### AIM OF THE TASK
Within the material below, how many lines carry the word "positive"? State only the number.

### RECORDS TO PROCESS
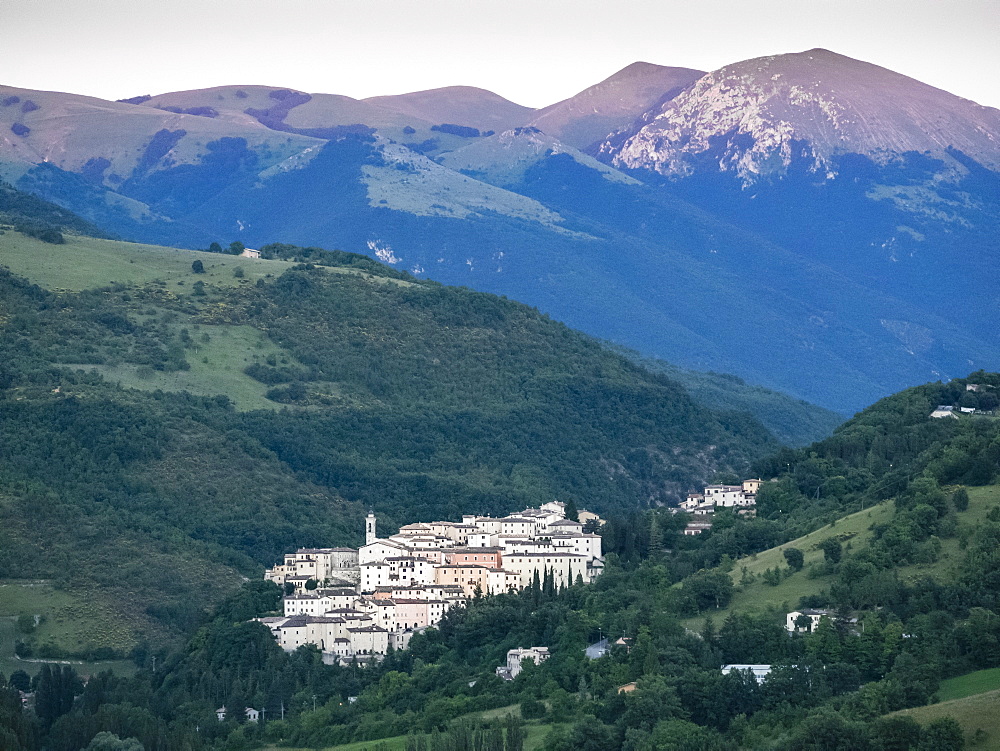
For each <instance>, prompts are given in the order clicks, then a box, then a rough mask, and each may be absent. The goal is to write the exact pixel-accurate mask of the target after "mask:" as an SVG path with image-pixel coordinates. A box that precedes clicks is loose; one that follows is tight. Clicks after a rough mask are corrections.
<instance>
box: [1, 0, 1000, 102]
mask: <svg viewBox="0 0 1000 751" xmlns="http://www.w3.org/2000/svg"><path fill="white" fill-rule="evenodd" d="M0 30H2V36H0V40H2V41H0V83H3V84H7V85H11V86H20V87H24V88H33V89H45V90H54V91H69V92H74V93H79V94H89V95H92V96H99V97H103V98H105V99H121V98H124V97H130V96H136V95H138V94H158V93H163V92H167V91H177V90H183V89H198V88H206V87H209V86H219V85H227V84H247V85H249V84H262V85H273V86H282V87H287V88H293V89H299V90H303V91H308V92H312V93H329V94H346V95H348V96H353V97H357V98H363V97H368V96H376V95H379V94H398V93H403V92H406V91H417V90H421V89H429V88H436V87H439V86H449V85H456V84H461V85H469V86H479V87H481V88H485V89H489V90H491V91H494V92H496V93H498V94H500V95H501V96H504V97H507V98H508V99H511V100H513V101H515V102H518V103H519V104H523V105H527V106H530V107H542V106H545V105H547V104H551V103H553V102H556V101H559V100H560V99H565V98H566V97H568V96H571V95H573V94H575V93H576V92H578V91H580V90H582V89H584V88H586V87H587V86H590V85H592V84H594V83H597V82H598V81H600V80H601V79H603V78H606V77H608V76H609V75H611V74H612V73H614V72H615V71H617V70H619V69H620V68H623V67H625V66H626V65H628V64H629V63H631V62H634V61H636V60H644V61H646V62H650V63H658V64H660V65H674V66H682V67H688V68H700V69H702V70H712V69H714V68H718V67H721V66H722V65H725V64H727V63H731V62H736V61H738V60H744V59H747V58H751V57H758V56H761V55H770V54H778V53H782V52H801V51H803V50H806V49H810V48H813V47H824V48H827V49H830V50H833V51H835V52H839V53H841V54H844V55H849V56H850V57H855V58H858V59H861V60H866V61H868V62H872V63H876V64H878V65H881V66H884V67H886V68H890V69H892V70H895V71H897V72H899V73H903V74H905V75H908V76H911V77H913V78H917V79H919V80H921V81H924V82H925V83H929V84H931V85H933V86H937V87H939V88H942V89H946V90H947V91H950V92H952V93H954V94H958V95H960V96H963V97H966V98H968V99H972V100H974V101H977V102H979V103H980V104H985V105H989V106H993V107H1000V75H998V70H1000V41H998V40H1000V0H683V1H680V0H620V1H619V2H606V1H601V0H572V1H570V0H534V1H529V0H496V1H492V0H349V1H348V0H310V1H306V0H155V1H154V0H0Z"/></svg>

---

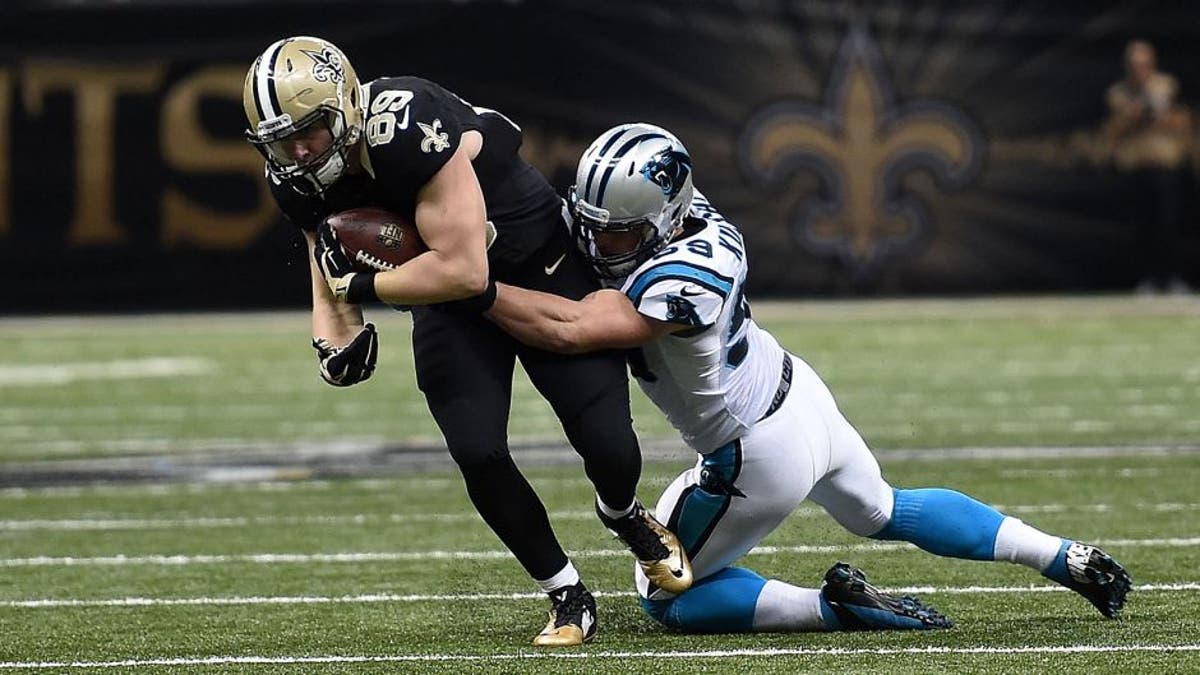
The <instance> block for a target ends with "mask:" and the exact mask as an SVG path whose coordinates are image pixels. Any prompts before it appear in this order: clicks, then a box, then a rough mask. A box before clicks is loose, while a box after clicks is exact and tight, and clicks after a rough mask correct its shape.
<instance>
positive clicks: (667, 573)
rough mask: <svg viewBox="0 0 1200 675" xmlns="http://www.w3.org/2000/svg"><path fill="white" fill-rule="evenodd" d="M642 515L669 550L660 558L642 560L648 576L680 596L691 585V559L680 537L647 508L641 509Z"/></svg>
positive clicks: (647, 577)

### FINISHED EXERCISE
2